[SUPPLIED DATA Boundary: Start]

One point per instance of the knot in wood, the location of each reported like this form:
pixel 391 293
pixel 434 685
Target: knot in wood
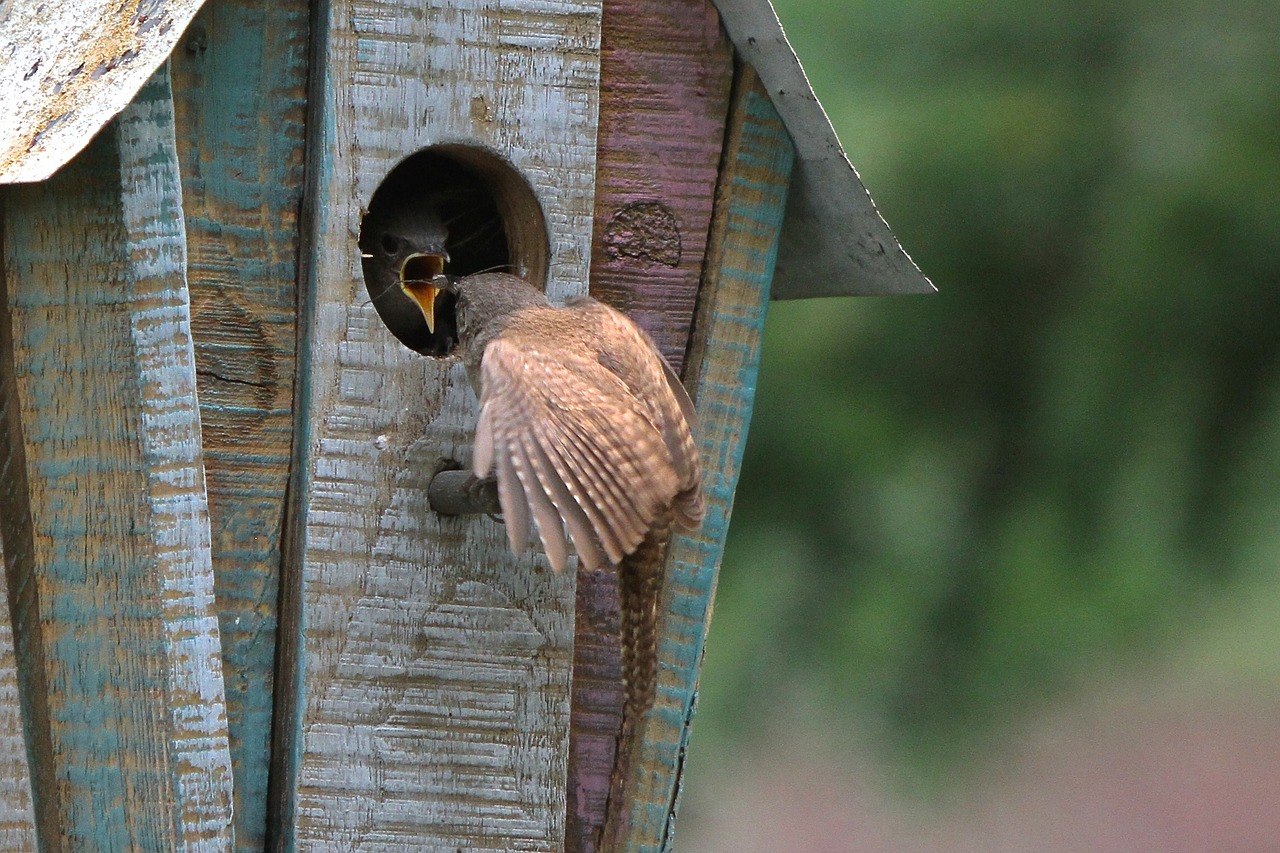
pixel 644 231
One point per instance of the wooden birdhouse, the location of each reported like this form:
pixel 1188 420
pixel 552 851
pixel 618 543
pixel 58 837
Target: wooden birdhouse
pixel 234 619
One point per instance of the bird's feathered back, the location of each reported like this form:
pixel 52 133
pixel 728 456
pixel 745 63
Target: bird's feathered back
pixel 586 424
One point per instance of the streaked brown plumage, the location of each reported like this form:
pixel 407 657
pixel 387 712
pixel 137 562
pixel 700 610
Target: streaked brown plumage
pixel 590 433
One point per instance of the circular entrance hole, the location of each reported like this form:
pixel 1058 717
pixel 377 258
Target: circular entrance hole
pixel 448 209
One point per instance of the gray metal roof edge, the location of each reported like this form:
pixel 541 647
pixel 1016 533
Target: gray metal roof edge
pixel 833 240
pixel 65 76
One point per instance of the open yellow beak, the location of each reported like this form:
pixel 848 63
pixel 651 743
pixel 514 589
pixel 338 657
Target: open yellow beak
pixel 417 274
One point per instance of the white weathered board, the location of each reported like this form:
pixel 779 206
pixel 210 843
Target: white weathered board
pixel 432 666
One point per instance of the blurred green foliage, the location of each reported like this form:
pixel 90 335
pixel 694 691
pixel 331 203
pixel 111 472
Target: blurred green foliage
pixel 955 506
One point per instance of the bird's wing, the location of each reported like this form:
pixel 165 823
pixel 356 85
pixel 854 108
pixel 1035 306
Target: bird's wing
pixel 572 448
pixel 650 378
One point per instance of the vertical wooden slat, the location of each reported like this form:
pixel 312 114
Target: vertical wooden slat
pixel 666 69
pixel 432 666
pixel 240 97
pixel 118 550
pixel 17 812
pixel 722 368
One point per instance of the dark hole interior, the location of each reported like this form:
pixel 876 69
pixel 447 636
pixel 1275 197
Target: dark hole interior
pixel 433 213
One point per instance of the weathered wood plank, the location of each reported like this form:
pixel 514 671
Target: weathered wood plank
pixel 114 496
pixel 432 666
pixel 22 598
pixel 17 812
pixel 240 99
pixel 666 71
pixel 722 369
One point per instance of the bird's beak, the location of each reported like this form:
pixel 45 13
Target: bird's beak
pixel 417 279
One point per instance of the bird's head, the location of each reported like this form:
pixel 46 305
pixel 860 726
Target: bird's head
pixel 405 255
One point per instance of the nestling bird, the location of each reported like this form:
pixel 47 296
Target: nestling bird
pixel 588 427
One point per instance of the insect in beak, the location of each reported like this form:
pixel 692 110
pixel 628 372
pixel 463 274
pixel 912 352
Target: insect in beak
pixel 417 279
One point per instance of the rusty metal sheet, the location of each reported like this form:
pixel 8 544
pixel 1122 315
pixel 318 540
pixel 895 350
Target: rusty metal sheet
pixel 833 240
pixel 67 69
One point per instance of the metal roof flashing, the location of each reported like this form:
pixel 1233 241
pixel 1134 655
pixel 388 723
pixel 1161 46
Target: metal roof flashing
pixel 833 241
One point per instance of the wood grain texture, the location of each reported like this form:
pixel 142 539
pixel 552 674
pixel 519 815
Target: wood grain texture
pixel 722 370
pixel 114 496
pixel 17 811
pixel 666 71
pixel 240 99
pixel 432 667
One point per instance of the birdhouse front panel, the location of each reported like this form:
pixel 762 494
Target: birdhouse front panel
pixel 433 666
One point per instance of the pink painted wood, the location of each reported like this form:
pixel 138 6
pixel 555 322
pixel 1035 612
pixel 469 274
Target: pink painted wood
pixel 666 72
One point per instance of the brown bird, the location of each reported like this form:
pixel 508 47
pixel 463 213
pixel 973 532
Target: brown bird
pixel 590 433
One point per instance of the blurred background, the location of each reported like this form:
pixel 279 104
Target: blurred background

[SUPPLIED DATA Boundary: End]

• **THE TASK**
For each line above that includes "background", copy the line.

• **RESULT OF THIS EXERCISE**
One point per instance of the blurred background, the location of each reported like this form:
Target: blurred background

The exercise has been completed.